Lemon balm is used widely in food, medicine, and cosmetics because of its valuable phytochemicals, including volatile compounds (such as neral, geranial, citronellal), phenolic acids (such as rosmarinic acid), and flavonoids (such as luteolin), and others.

Among the reported health benefits of lemon balm are its anxiolytic, antioxidant, antidepressant, anticancer, antinociceptive, anti-epileptic, anti-angiogenesis, antimicrobial, anti-inflammatory, antiviral, hypolipidemic, and hypoglycemic properties.

The authors identified several preclinical studies reporting that lemon balm possessed antiviral activity against a number of viruses, including COVID-19, influenza, herpes simplex virus types 1 and 2, HIV, and enterovirus 71. Other beneficial activities of lemon balm have been reported to be antimicrobial properties against Staphylococcus aureus, Escherichia coli, Shigella sonei, S. epidermidis, and Salmonella typhimorium, among others. The plant's essential oils demonstrated antifungal activities against Candida albicans, C. krusei, and C. glabrata. Because of its anti-inflammatory properties, lemon balm was effective in relieving symptoms of atopic dermatitis. A nephroprotective activity against acetaminophen-induced lesions and an anti-inflammatory effect on carrageenan-induced pleurisy were associated with the use of lemon balm in animals. Its neuroprotective properties were demonstrated in studies showing that crude ethanol extracts of lemon balm and its fractions blocked acetylcholinesterase in vitro and in vivo providing some mechanistic support regarding the putative calming effects of lemon balm. In cytotoxicity assays, lemon balm was effective in protecting against hypoxia in cultured neurons. Lemon balm oil lowered malondialdehyde levels and attenuated a decrease of antioxidant capacity in the hippocampus in vivo.

> **Requirement 1**
Copy the lemon balm text from "Lemon balm is" to "and hypoglycemic properties.", swapping "phytochemicals" for "plant compounds".
> **Requirement 2**
According to the lemon balm text, which fungi did the plant's essential oils act against?
The rows are separate material and have no connection to the lemon balm text.

> **Dataset content**

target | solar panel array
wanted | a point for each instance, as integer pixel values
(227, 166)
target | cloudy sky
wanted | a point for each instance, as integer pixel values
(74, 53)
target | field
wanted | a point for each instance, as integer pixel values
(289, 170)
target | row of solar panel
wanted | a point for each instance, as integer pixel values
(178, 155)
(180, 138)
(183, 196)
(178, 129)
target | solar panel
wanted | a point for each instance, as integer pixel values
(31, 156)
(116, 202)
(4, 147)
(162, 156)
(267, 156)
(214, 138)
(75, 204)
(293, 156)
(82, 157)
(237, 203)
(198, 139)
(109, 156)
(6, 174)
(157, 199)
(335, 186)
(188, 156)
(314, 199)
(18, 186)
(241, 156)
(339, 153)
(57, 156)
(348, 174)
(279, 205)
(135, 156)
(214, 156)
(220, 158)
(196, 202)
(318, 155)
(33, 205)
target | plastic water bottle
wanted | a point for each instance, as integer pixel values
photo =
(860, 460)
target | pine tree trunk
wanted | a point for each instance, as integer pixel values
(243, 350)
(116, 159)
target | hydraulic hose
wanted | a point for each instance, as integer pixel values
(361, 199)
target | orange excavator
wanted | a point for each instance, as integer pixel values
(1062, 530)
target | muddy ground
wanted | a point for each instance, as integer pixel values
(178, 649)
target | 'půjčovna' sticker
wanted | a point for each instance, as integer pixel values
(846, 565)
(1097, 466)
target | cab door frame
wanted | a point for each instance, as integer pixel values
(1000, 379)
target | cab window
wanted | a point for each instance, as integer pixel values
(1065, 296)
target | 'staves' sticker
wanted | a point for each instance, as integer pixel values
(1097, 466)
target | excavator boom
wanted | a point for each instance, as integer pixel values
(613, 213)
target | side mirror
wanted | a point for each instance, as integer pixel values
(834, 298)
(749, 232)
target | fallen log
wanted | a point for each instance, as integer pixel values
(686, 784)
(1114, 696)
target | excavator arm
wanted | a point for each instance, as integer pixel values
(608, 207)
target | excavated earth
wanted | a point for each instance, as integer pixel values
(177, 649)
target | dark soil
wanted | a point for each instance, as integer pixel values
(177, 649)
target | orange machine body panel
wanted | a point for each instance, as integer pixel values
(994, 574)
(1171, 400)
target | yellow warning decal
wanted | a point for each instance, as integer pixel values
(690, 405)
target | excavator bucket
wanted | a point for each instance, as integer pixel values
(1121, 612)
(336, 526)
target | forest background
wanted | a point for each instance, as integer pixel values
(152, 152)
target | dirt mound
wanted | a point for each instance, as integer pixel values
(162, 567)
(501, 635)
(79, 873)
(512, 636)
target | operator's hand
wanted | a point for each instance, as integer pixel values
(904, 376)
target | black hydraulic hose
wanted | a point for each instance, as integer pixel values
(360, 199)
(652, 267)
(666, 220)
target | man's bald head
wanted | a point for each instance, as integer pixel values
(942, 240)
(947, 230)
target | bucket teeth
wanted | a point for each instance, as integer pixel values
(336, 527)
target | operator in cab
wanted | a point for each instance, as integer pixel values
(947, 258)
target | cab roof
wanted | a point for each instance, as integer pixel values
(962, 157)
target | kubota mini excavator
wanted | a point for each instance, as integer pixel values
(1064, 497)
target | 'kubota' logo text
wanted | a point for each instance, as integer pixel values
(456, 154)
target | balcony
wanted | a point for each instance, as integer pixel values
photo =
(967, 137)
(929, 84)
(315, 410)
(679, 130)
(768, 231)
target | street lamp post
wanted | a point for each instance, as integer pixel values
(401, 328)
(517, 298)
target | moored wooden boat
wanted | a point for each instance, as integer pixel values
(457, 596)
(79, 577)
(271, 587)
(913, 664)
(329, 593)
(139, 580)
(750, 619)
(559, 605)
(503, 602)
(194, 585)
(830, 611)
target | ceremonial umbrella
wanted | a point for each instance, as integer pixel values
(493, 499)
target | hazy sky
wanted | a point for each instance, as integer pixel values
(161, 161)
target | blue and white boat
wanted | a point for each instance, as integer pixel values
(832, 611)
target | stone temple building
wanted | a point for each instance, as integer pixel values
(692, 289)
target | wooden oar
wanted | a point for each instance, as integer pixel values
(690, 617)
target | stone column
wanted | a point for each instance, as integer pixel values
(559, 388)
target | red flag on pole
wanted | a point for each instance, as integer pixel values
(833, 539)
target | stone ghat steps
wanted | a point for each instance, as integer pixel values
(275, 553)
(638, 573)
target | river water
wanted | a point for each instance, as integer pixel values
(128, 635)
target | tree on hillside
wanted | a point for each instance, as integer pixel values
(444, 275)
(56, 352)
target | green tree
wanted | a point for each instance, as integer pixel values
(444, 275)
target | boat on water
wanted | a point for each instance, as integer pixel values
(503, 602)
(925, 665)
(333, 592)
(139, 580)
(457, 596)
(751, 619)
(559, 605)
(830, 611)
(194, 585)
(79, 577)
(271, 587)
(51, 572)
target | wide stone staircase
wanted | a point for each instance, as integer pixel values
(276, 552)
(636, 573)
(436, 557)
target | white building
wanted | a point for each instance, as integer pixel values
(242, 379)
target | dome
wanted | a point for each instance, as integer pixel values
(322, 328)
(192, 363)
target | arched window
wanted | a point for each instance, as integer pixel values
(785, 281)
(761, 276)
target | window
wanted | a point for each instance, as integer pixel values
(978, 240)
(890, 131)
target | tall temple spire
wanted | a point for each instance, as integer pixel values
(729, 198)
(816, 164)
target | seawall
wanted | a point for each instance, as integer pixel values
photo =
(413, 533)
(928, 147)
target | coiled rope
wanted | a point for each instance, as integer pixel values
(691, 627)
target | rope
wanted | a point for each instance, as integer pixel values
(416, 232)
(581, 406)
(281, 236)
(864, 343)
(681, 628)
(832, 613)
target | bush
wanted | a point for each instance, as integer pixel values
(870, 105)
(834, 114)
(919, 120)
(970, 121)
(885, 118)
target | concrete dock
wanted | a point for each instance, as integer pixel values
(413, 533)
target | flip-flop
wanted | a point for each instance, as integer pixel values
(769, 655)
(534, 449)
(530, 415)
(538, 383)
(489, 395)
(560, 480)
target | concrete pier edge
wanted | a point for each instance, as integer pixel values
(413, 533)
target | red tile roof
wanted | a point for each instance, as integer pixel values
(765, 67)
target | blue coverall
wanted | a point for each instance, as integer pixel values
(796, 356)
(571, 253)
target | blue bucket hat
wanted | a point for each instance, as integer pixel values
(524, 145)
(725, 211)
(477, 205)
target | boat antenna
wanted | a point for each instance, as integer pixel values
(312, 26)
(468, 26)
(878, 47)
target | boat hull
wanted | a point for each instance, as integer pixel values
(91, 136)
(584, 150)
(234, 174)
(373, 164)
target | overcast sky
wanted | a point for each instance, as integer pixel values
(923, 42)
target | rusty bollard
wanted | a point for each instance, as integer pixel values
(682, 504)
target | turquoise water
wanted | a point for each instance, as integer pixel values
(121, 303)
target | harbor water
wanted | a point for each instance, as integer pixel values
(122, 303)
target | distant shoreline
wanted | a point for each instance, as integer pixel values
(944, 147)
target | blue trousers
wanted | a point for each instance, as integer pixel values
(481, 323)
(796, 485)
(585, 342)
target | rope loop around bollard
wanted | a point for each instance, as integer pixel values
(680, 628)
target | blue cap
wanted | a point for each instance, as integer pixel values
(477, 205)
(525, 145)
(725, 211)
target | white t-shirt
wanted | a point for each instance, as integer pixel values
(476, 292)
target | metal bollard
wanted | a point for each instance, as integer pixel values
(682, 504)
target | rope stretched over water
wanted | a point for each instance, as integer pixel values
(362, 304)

> **Task answer 1**
Lemon balm is used widely in food, medicine, and cosmetics because of its valuable plant compounds, including volatile compounds (such as neral, geranial, citronellal), phenolic acids (such as rosmarinic acid), and flavonoids (such as luteolin), and others.

Among the reported health benefits of lemon balm are its anxiolytic, antioxidant, antidepressant, anticancer, antinociceptive, anti-epileptic, anti-angiogenesis, antimicrobial, anti-inflammatory, antiviral, hypolipidemic, and hypoglycemic properties.

> **Task answer 2**
Candida albicans, C. krusei, and C. glabrata.